◆ Material supplied
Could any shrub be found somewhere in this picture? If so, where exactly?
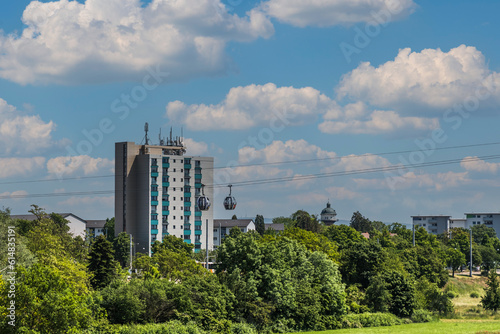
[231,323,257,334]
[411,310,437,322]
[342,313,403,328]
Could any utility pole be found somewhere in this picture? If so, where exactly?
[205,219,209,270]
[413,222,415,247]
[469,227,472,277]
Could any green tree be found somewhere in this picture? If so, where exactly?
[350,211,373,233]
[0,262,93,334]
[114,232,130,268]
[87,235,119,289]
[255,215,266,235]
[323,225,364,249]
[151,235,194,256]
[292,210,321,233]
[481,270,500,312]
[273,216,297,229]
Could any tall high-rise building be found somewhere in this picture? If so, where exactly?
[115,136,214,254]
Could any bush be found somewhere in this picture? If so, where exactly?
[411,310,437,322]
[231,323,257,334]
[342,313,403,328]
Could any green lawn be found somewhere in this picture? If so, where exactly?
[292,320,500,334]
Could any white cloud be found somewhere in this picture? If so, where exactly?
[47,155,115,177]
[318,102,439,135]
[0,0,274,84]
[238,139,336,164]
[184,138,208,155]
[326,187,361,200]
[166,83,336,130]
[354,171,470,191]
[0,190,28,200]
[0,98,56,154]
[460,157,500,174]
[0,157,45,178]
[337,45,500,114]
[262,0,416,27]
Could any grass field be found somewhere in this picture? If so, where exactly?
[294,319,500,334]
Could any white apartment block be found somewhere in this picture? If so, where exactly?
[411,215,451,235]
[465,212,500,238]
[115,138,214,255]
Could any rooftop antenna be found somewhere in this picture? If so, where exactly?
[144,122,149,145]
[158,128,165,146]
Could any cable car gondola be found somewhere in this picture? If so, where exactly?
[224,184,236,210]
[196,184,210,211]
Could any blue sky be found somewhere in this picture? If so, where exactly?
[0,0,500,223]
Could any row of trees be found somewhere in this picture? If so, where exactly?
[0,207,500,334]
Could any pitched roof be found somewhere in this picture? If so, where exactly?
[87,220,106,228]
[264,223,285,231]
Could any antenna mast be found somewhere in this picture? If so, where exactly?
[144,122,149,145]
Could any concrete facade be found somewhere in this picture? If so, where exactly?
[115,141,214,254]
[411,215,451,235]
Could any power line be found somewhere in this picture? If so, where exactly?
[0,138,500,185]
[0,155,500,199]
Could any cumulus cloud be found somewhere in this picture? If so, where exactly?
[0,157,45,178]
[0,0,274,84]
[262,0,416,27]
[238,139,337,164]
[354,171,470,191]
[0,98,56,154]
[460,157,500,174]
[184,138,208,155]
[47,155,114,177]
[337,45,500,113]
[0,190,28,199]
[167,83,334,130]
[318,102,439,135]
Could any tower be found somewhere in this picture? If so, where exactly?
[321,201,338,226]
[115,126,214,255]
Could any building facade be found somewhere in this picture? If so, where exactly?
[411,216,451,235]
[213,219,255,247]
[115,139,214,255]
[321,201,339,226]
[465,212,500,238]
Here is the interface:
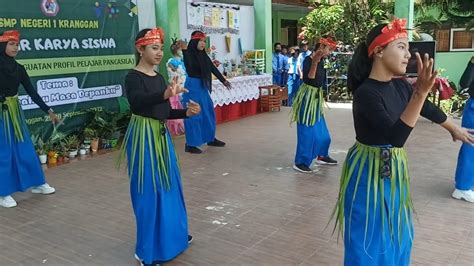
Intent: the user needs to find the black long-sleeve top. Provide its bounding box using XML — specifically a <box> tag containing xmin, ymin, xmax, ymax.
...
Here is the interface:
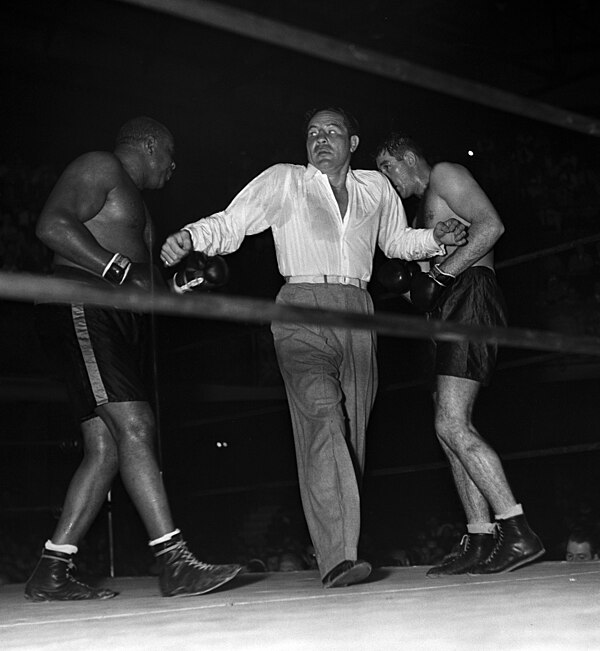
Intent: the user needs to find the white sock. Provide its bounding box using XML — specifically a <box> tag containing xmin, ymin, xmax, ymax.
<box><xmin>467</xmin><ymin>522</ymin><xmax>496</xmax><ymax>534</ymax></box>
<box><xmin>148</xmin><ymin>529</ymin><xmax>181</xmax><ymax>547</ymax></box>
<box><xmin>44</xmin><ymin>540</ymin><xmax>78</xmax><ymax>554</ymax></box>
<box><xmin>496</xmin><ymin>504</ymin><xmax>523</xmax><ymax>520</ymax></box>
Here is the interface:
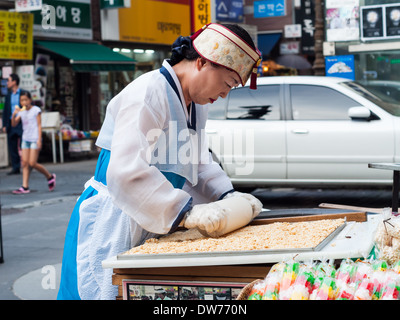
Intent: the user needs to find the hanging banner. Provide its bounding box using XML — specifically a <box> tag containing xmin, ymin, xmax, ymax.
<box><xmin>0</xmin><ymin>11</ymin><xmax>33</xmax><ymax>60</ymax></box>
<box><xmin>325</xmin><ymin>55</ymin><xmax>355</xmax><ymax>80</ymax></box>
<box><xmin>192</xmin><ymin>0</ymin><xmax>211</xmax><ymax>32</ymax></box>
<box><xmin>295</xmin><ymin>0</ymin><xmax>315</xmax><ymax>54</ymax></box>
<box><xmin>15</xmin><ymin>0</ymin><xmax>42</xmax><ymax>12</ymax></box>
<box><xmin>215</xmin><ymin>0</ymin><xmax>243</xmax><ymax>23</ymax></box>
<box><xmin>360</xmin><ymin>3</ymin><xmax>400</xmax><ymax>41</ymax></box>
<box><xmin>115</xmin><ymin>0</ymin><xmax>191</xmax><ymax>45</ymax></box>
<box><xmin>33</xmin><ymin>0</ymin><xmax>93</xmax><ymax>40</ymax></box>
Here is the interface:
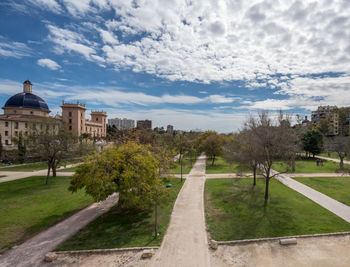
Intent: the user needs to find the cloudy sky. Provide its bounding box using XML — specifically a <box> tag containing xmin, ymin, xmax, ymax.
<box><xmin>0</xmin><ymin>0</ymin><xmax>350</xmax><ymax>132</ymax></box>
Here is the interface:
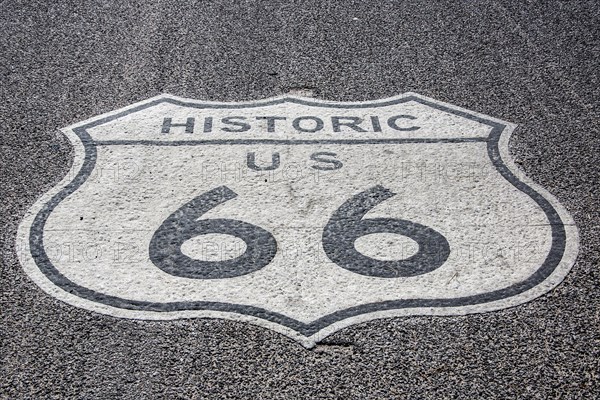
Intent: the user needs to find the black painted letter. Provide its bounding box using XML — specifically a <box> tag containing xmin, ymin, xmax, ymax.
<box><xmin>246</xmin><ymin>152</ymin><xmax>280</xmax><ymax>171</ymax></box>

◆ To do
Reproduce verbatim the material from the line containing "Could any green tree" to the line containing "[115,138,214,255]", including both of those lines and nothing else.

◆ Full solution
Could any green tree be found somewhere in this picture? If so, where exactly?
[350,211,373,233]
[0,262,93,334]
[114,232,130,268]
[87,235,119,289]
[255,215,266,235]
[323,225,364,249]
[151,235,194,256]
[292,210,321,233]
[481,270,500,312]
[273,216,297,229]
Could any tall high-rise building be found somewhere in this picture? If so, where exactly?
[115,136,214,254]
Could any bush be found somewhere in this picture? If so, where exactly?
[411,310,437,322]
[231,323,257,334]
[342,313,403,328]
Could any green lawn be found somewhere in this picture? If so, where exactly?
[292,320,500,334]
Could any white cloud be found somewhere in this picture? If so, where exactly?
[47,155,115,177]
[318,102,439,135]
[0,0,274,84]
[238,139,336,164]
[184,138,208,155]
[326,187,361,200]
[166,83,336,130]
[354,171,470,191]
[0,190,28,200]
[0,98,56,154]
[460,157,500,174]
[0,157,45,178]
[337,45,500,114]
[262,0,416,27]
Could any grass field be found somewhere in this picture? If so, where exactly?
[294,319,500,334]
Could any white apartment block be found somewhere in this picture? If so, where exactly?
[411,215,451,235]
[465,212,500,238]
[115,138,214,255]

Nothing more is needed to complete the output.